Begin Material
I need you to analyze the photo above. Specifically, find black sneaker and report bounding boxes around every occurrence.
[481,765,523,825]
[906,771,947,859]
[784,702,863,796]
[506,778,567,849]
End Material
Directions ->
Please put every line of the material above into a numbered list, leaving out any blank lines.

Response to the task ->
1. I need you to analyze the photo above. Specifically, find black sneaker and report bounding boxes around every occurrence.
2. [481,765,523,825]
3. [906,771,947,859]
4. [784,702,863,796]
5. [506,778,567,849]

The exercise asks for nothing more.